● Problem to work on
In the entries below, the lines from the one with "Provide the mask of the yellow" through the one with "Segment the black" are to be copied exactly; both ends count.

● Data items
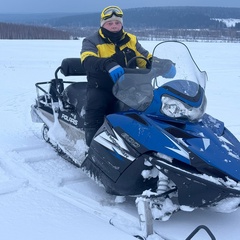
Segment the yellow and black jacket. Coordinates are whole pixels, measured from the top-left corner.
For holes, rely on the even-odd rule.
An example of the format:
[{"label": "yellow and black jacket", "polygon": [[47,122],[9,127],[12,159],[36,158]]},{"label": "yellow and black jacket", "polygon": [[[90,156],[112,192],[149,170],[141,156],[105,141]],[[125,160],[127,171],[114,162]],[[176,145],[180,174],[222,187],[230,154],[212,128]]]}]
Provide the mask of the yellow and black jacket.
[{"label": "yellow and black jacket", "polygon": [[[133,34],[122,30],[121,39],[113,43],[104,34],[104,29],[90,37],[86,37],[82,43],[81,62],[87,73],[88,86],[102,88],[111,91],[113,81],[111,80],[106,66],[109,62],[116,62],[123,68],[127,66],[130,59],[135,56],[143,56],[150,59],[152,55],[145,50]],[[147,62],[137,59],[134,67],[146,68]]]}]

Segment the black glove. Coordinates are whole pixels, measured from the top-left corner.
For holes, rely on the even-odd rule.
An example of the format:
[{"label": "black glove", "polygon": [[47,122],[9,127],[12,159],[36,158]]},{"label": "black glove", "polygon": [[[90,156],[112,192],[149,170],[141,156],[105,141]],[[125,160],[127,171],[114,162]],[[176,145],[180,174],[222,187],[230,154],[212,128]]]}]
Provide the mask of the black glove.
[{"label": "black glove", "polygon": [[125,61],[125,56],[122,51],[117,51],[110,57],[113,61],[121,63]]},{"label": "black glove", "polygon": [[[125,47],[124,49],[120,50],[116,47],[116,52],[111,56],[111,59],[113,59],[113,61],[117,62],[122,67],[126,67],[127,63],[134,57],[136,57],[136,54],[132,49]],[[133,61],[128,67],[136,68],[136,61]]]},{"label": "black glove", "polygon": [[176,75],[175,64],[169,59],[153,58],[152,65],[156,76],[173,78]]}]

* * *

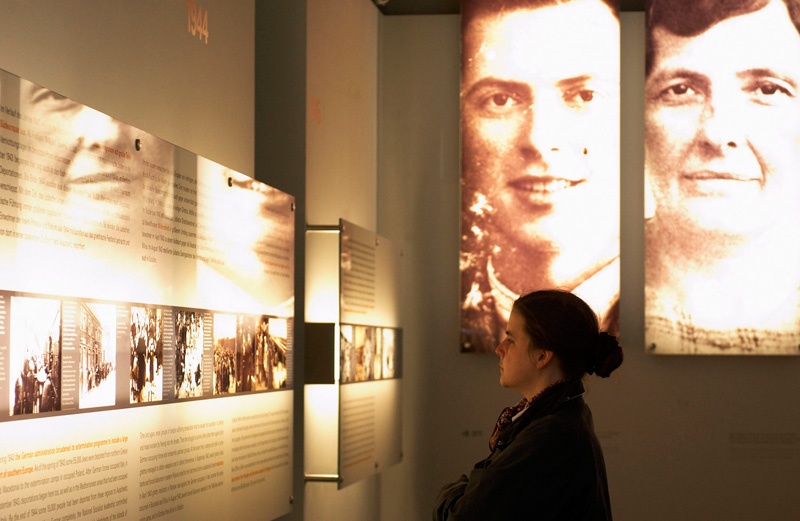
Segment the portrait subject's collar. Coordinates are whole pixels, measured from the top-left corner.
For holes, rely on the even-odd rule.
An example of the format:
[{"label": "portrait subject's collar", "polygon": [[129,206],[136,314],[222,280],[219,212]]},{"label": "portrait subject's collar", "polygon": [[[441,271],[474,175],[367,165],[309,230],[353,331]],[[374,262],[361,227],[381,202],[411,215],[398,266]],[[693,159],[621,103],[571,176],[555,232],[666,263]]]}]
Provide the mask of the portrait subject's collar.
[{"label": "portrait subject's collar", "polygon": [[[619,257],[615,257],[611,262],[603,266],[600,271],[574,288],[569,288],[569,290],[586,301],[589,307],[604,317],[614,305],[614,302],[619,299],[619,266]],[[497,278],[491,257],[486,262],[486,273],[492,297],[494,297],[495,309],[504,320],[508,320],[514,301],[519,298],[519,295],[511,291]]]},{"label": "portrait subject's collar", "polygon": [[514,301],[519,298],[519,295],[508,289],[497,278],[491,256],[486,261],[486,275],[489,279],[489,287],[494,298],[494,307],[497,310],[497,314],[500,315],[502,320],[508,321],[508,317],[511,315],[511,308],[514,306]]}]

--

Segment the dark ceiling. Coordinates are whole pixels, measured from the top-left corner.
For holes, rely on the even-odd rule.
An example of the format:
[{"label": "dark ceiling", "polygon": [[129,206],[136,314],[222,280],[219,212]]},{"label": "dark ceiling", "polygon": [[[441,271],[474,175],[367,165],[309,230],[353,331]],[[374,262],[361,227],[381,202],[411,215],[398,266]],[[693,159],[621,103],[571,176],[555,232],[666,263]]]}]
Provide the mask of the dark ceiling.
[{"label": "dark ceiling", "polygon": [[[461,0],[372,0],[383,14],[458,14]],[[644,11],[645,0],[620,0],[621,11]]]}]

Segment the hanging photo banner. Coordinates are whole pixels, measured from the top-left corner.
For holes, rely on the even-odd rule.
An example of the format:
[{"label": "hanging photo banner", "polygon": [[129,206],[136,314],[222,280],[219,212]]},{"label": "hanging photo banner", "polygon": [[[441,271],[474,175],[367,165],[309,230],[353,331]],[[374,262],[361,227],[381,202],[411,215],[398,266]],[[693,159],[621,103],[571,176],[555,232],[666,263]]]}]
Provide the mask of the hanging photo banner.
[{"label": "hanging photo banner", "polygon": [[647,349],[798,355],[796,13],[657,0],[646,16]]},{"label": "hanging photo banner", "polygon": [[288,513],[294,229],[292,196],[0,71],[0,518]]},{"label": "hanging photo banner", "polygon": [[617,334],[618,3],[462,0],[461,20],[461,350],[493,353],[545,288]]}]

● Written answer
Provide the mask of the yellow and black jacket.
[{"label": "yellow and black jacket", "polygon": [[[133,34],[122,30],[121,39],[113,43],[104,34],[104,29],[90,37],[86,37],[82,43],[81,62],[87,73],[88,86],[102,88],[111,91],[113,81],[111,80],[106,66],[109,62],[116,62],[123,68],[127,66],[130,59],[135,56],[143,56],[150,59],[152,55],[145,50]],[[147,62],[137,59],[134,67],[146,68]]]}]

Segment the black glove. Coordinates are whole pixels, measured from the top-left corner.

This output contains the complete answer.